» **THE PROBLEM**: Lines below starting with the line with "<point>127,78</point>" and going on through the line with "Annotate the meat" must be output exactly; the rest of the records must be left out.

** RECORDS FOR THE EXERCISE follows **

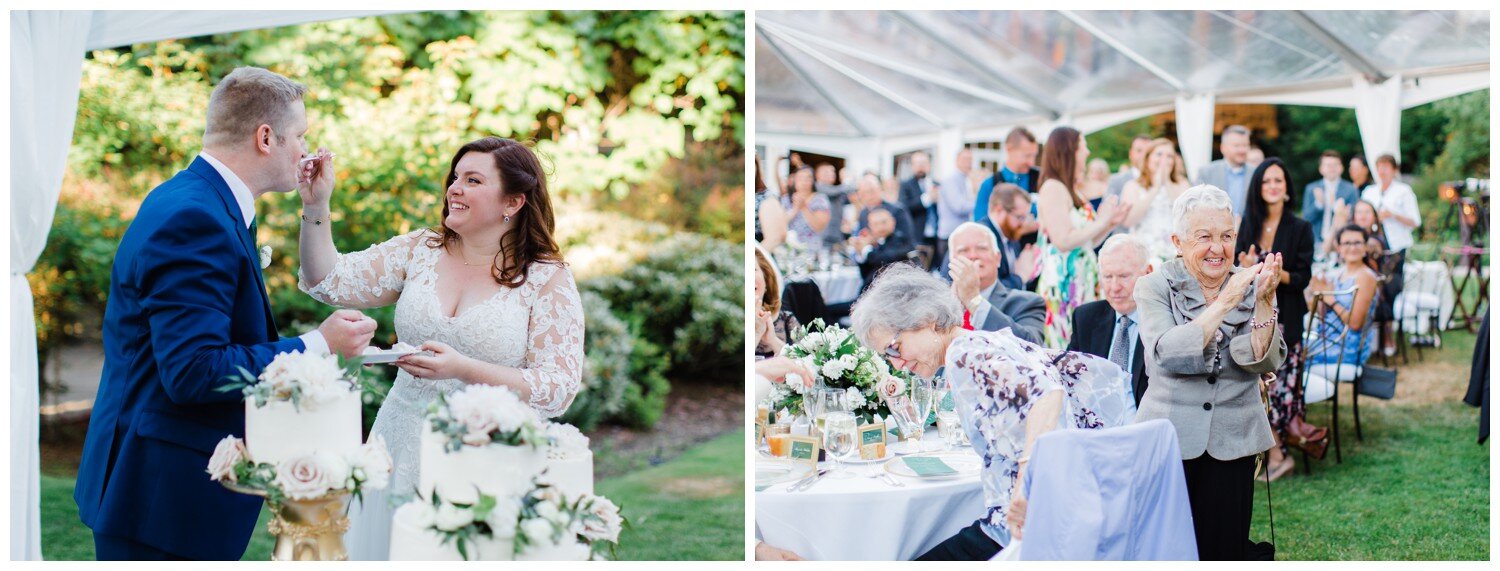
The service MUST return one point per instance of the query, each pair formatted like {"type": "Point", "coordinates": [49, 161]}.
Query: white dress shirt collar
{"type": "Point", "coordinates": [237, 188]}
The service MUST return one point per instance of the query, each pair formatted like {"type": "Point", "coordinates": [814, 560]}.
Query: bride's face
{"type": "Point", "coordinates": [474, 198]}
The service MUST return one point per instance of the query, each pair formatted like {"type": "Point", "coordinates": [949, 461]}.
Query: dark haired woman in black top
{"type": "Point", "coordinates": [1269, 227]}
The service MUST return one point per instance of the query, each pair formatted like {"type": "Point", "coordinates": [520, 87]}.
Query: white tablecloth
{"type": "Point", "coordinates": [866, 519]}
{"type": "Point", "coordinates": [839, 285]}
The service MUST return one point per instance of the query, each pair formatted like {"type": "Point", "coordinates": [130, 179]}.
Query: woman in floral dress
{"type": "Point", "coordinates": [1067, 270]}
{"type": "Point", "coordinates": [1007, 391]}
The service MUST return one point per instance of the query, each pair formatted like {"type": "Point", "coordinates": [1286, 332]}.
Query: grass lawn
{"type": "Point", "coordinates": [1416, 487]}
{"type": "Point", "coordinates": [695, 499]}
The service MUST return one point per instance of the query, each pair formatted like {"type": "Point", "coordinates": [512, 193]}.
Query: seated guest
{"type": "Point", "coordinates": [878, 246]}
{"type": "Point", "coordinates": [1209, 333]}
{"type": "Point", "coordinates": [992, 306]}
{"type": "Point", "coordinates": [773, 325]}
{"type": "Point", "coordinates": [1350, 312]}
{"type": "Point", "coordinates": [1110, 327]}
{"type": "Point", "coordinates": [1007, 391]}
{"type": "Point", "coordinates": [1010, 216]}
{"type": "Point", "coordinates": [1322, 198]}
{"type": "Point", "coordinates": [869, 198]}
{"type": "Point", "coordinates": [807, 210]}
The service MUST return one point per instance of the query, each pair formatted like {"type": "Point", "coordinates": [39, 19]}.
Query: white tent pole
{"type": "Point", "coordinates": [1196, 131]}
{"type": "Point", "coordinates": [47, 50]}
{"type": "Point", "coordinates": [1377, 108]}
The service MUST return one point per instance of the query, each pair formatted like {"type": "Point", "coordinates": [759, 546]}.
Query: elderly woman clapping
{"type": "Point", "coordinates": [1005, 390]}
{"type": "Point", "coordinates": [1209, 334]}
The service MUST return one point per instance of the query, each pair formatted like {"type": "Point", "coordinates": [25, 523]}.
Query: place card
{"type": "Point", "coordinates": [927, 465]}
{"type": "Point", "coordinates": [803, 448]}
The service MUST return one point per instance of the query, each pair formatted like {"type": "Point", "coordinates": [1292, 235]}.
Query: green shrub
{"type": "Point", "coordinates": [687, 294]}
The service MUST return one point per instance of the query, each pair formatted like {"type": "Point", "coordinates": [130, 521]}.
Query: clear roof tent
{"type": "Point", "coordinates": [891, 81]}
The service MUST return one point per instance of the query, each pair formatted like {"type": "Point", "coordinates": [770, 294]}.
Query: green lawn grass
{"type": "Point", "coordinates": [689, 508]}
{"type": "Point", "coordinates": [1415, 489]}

** End of RECORDS FOR THE EXERCISE **
** RECORDS FOR THE EXERCISE follows **

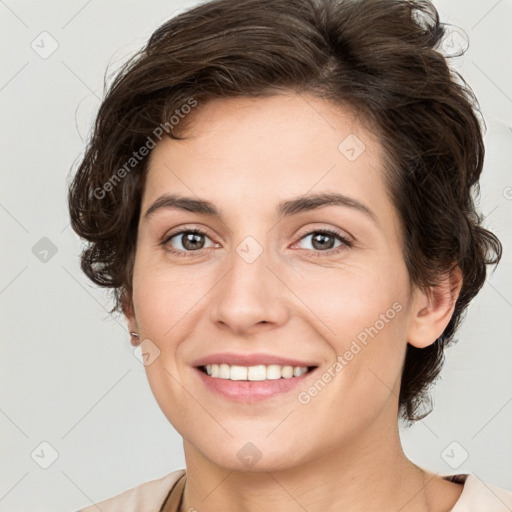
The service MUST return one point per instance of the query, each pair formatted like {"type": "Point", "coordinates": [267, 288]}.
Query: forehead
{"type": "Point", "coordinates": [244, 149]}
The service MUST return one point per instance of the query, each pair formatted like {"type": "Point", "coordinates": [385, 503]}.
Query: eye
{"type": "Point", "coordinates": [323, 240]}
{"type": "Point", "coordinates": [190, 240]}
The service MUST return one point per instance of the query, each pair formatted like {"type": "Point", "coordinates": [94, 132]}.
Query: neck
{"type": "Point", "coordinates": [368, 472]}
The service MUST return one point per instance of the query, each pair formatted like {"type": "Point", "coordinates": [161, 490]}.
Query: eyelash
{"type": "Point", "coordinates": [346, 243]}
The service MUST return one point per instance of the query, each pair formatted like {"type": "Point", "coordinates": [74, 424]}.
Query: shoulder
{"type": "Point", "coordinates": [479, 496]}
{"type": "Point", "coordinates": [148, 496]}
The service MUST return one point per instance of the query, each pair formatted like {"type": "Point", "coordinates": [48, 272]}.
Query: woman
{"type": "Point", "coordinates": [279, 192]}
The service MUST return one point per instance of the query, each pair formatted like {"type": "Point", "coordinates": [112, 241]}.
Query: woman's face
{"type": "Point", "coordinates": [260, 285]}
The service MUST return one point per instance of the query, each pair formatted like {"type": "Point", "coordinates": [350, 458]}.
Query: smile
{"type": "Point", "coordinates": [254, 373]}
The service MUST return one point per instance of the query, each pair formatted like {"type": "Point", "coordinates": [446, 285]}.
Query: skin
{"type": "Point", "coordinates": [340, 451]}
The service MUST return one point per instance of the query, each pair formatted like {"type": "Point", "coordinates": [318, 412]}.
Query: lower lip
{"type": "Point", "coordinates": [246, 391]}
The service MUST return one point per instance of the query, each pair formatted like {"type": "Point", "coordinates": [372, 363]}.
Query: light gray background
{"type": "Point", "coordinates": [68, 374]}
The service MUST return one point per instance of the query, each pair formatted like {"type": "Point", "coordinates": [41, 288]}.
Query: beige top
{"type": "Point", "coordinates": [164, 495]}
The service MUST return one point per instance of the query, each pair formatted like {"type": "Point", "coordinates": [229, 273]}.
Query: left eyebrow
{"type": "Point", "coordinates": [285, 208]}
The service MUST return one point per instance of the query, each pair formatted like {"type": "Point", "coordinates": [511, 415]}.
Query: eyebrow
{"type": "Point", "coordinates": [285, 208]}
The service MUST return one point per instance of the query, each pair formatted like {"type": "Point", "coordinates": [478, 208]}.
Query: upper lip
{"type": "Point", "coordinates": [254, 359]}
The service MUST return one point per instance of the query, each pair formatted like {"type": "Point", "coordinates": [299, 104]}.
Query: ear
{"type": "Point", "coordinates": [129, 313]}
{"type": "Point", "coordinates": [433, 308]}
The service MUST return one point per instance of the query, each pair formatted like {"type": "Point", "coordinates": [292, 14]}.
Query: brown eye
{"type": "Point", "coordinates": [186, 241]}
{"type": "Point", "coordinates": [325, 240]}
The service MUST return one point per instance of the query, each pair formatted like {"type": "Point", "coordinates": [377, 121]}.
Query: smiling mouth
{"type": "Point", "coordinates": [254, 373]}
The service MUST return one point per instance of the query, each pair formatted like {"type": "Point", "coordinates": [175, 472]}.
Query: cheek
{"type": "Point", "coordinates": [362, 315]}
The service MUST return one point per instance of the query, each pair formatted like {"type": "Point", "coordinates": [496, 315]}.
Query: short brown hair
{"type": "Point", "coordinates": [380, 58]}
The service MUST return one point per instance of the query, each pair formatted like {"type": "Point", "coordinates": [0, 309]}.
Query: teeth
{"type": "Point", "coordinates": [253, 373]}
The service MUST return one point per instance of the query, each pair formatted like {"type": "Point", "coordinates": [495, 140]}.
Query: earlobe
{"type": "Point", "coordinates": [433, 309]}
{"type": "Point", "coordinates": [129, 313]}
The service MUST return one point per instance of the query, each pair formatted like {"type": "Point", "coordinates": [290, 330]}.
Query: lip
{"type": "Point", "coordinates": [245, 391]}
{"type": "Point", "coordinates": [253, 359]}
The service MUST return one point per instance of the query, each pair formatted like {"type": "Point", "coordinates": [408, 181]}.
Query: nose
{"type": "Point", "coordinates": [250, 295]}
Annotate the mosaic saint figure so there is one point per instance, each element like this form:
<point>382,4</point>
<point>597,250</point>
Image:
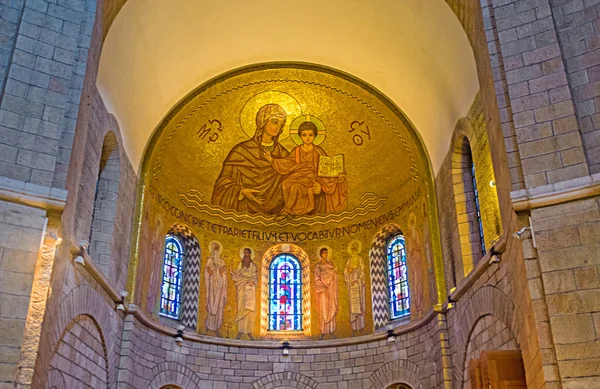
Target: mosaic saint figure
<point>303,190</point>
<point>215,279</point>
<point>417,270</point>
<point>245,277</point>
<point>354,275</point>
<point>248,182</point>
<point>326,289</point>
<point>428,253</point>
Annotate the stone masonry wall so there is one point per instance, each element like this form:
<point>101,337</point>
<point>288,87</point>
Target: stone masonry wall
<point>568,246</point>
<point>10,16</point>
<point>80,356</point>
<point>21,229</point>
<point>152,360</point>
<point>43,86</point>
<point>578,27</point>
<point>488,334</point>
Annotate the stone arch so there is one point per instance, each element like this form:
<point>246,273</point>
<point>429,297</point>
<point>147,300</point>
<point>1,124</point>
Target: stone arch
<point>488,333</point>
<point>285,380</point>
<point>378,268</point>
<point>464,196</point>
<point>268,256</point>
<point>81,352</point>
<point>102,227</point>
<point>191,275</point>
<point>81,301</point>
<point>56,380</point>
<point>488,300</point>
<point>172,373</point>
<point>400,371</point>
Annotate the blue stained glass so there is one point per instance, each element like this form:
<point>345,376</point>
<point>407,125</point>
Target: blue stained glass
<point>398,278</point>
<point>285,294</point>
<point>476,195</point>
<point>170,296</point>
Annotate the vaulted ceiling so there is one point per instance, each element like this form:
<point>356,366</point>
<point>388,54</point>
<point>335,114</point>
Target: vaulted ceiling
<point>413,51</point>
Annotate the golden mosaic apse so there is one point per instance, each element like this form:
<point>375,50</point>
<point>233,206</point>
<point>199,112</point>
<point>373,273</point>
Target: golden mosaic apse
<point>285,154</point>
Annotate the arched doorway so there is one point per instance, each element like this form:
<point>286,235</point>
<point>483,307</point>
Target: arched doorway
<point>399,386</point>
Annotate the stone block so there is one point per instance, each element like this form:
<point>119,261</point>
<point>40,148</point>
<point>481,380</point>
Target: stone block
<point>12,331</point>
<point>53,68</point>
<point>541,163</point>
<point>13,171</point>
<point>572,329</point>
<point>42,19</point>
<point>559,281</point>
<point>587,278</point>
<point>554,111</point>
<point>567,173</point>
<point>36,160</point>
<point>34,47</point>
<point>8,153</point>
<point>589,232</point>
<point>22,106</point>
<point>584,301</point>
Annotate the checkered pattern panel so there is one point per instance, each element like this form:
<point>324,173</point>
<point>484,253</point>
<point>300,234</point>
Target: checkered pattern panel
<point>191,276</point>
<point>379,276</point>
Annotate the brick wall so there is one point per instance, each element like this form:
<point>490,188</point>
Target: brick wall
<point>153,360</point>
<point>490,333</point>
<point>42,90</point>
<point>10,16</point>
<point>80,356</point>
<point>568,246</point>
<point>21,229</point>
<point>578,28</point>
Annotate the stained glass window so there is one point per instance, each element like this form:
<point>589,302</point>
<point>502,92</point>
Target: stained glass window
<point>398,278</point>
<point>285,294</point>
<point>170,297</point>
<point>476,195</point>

** End of RECORDS FOR THE EXERCISE **
** RECORDS FOR THE EXERCISE follows **

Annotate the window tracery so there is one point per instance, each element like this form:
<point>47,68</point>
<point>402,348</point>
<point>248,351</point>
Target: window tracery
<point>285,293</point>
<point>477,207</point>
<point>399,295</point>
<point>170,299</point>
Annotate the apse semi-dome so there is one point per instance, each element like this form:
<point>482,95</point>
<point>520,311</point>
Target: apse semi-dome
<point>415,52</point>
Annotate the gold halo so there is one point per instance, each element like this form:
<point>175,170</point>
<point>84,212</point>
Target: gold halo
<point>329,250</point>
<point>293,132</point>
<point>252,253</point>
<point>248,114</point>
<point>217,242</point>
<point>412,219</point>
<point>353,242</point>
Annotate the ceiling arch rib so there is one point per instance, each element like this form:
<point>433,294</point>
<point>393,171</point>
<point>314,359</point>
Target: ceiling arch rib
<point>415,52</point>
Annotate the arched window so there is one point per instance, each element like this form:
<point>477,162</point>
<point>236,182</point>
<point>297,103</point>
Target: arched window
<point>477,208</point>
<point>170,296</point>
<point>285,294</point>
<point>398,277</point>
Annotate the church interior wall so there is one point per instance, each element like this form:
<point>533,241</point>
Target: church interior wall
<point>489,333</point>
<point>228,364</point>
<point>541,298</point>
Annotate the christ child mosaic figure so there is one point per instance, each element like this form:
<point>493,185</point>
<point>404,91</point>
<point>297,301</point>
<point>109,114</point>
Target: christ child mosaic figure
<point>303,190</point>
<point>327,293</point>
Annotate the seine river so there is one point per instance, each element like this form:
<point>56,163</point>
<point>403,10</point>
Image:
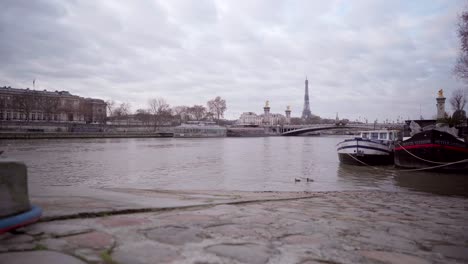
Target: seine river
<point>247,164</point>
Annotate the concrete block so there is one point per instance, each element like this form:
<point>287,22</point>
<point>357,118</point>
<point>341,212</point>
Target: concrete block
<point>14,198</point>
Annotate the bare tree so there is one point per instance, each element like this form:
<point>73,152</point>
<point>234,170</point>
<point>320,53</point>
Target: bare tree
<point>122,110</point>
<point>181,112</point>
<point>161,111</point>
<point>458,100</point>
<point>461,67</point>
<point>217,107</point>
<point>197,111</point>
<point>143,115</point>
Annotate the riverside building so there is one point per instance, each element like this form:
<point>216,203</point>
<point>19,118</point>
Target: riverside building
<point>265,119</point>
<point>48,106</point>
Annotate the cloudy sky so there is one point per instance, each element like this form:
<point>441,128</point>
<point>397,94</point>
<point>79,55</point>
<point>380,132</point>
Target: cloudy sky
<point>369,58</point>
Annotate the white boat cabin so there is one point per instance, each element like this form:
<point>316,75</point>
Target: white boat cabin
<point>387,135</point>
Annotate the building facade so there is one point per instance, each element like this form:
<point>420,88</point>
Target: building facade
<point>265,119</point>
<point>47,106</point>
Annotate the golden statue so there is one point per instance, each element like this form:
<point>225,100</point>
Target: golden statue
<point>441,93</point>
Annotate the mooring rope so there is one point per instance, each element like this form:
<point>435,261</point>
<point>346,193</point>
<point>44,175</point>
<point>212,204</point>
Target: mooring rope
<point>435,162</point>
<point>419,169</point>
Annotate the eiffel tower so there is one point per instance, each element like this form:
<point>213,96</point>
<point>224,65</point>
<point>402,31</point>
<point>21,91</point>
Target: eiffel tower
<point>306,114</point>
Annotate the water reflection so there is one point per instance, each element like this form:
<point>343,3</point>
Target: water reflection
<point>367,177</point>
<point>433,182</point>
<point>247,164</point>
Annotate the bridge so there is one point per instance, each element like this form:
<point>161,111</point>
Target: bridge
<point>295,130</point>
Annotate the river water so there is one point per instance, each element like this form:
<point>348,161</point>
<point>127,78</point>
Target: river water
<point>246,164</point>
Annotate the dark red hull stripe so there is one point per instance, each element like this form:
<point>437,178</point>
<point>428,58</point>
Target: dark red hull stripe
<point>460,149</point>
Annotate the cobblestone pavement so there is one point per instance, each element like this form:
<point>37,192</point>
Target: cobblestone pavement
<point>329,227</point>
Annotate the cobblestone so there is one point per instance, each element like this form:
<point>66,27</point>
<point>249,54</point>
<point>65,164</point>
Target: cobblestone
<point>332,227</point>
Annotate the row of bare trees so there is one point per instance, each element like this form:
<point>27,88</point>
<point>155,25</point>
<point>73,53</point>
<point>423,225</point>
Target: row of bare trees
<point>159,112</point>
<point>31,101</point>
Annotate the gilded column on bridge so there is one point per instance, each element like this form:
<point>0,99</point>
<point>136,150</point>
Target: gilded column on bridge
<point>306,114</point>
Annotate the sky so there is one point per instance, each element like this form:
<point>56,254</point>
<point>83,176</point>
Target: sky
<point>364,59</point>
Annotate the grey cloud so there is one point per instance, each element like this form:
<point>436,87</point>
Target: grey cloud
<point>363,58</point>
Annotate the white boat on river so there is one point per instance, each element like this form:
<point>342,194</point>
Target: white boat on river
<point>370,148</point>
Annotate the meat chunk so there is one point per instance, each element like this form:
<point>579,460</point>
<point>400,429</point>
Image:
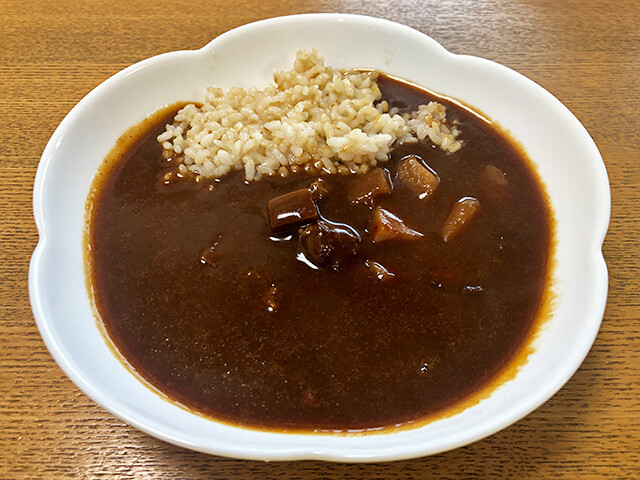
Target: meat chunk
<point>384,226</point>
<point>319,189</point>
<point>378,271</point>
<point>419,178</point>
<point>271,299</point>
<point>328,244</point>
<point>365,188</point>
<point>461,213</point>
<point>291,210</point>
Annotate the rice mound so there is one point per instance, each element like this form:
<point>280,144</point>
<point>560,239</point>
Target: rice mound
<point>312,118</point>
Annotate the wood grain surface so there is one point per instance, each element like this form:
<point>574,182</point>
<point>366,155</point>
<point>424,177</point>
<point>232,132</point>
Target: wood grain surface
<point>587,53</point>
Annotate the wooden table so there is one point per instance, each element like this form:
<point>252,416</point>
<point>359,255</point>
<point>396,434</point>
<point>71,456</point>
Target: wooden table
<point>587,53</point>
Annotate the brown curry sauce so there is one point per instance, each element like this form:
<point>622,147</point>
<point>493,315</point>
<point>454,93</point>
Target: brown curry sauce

** End of RECORDS FOR THE EXERCISE **

» **RESULT OF THIS TASK**:
<point>127,78</point>
Target: river water
<point>246,164</point>
Annotate the dark red hull stripe so there is one point per instance, each element like this form:
<point>437,178</point>
<point>428,58</point>
Target: dark red hull stripe
<point>460,149</point>
Annotate the cobblestone pavement so there is one point per instance, each element like this form:
<point>37,192</point>
Target: cobblestone pavement
<point>329,227</point>
Annotate the cobblestone so there is one point per instance, each element like this form:
<point>66,27</point>
<point>249,54</point>
<point>65,164</point>
Target: cobblestone
<point>332,227</point>
Annotate the row of bare trees so there is one point per instance, each element like this form:
<point>27,88</point>
<point>155,25</point>
<point>73,53</point>
<point>423,225</point>
Target: row of bare trees
<point>159,112</point>
<point>31,101</point>
Annotate the gilded column on bridge so there is one point per instance, each element like this form:
<point>0,99</point>
<point>136,150</point>
Target: gilded column on bridge
<point>306,114</point>
Annotate the sky so there is one point per instance, each element like this form:
<point>56,254</point>
<point>83,176</point>
Target: sky
<point>364,59</point>
Annotate the grey cloud so there is one point per instance, each element like this form:
<point>436,87</point>
Target: grey cloud
<point>363,58</point>
Annotate the white boat on river so there is one point per instance, each element like this form:
<point>342,194</point>
Target: white boat on river
<point>370,148</point>
Annotate the meat chunk so there is one point per instance, each element like this form:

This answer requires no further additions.